PARTS OF THE EXERCISE →
[1] In the court opinion excerpt, what did the appeals court do with the district court's denial of summary judgment?
[2] Decide whether each statement agrees with the court opinion excerpt, answering yes or no and quoting the deciding words: (a) Knoulton is a police officer in Kerrville. (b) Judge Smith wrote the opinion. (c) Ramirez is the defendant in the case.
[3] Please continue the court opinion excerpt from the point where it stops.

GIVEN PASSAGE →
────

542 F.3d 124 (5th Cir. 2008), 07-50785, Ramirez v. Knoulton
|Citation:||542 F.3d 124|
|Party Name:||Alfredo RAMIREZ, Jr., Plaintiff-Appellee, v. John KNOULTON, Defendant-Appellant.|
|Case Date:||August 26, 2008|
|Court:||United States Courts of Appeals, Court of Appeals for the Fifth Circuit|
[Copyrighted Material Omitted]
Richard L. Ellison (argued), Kerrville, TX, for Ramirez.
William Michael McKamie, John Frank Onion, III (argued), Law Offices of William M. McKamie, P.C., San Antonio, TX, for Knoulton.
Appeal from the United States District Court for the Western District of Texas.
Before SMITH and PRADO, Circuit Judges, and LUDLUM[*], District Judge.
PRADO, Circuit Judge:
Defendant-Appellant Kerrville Police Officer John Knoulton (“Knoulton" ) appeals the district court's denial of summary judgment based on qualified immunity in this excessive force suit brought by Plaintiff-Appellee Alfredo Ramirez, Jr. (“Ramirez" ). Because there is no genuine issue of material fact-and because Ramirez failed to allege facts supporting a constitutional violation-we reverse the district court's denial of summary judgment and render judgment in favor of Knoulton.

────

[Records from a point labeling set]
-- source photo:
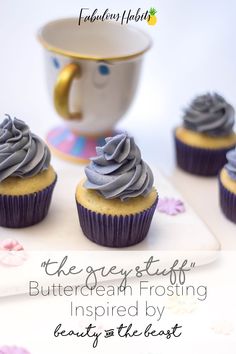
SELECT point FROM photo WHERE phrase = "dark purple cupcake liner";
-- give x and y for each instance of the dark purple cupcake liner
(227, 202)
(25, 210)
(118, 230)
(203, 162)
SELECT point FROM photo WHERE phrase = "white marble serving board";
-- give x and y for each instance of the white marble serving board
(61, 229)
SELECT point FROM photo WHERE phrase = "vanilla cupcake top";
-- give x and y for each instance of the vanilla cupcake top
(22, 153)
(118, 170)
(210, 114)
(231, 165)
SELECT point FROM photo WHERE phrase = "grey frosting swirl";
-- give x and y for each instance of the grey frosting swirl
(118, 170)
(231, 165)
(210, 114)
(22, 153)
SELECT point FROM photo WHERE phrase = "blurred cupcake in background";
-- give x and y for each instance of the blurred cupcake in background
(27, 179)
(117, 201)
(227, 182)
(206, 135)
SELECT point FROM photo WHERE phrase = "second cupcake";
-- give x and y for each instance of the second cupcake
(206, 136)
(117, 201)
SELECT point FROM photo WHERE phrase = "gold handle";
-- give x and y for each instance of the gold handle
(62, 90)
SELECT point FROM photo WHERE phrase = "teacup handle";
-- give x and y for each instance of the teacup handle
(62, 90)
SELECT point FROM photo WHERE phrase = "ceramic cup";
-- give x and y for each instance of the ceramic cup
(92, 71)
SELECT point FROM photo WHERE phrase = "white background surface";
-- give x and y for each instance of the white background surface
(194, 51)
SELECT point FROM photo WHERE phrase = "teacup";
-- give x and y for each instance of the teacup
(92, 73)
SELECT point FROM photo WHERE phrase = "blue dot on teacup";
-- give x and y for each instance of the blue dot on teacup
(55, 62)
(103, 69)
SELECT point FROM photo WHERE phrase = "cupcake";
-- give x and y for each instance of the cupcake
(206, 135)
(117, 200)
(227, 182)
(27, 179)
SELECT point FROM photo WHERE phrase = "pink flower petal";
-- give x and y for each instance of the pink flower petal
(13, 350)
(10, 245)
(12, 253)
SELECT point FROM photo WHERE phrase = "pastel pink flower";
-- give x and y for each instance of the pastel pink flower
(13, 350)
(170, 206)
(12, 253)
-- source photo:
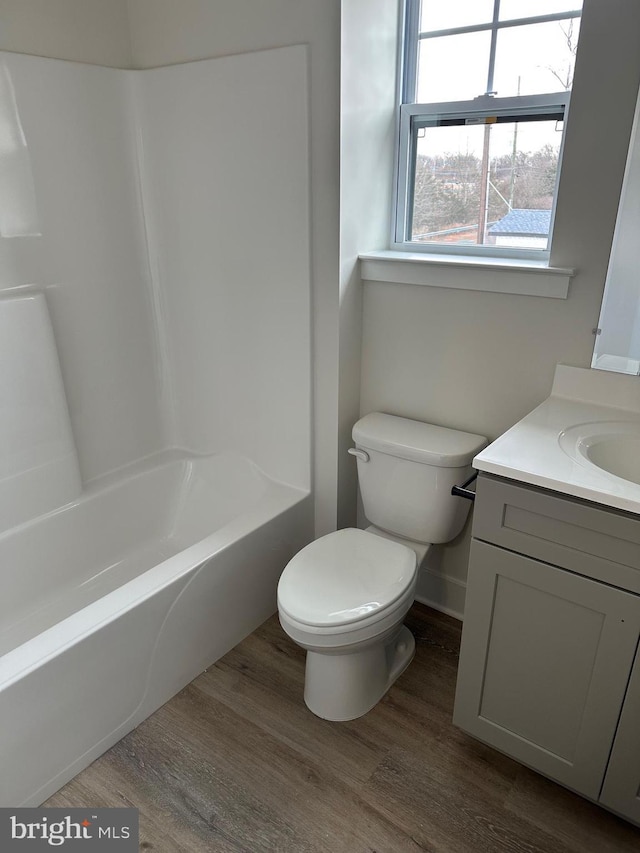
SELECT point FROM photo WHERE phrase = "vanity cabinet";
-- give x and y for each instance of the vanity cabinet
(549, 665)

────

EXERCISE RESULTS →
[1] It reversed the denial and rendered judgment in favor of Knoulton.

[2]
(a) Yes: "Kerrville Police Officer John Knoulton"
(b) No: "PRADO, Circuit Judge:"
(c) No: "Plaintiff-Appellee Alfredo Ramirez, Jr."

[3]
I. FACTUAL AND PROCEDURAL BACKGROUND
In early 2005, Ramirez, then age twenty-one, was under investigation for indecency with a child by contact, viz., sexual contact with a thirteen-year-old girl.1 On the morning of January 18, 2005, Ramirez spoke on the phone with Kerrville Police Detective Steve Sudyka (“Sudyka" ), who was investigating the sexual contact charge. A distraught Ramirez told Sudyka that he would not go back to jail, that he had a .22 caliber handgun, and that he would “take care of the problem." Sudyka interpreted this to mean that Ramirez intended
to commit suicide, so Sudyka dispatched two patrol cars to Ramirez's home. The uniformed officers who responded were told that Ramirez was suicidal and armed.
The officers, including Knoulton, arrived to find Ramirez walking from his home to his car. Ramirez drove away and the officers followed, with Knoulton driving immediately behind Ramirez. Knoulton's supervisor instructed him to pull Ramirez over. Knoulton activated his patrol car's flashing overhead lights and turned on his vehicle's video camera. Ramirez did not immediately stop. He continued driving under the speed limit, paused at two stop signs, and made two turns before finally stopping on the side of a road. The road where Ramirez stopped did not have houses immediately lining the street, nor was there much traffic; only one civilian car appeared during the incident.
The officers crouched behind their patrol cars with weapons drawn. Knoulton and at least one other officer called to Ramirez, telling him to keep his hands where they could be seen and to reach out through the open window and open the car door. The officers repeated these commands, but Ramirez did not comply. Instead, after sitting in the car for over a minute, Ramirez opened the door from the inside and set his feet on the ground. At this point, the officers saw that Ramirez held something in his right hand, and they yelled more urgently for Ramirez to raise his hands. They also asked what was in his hand.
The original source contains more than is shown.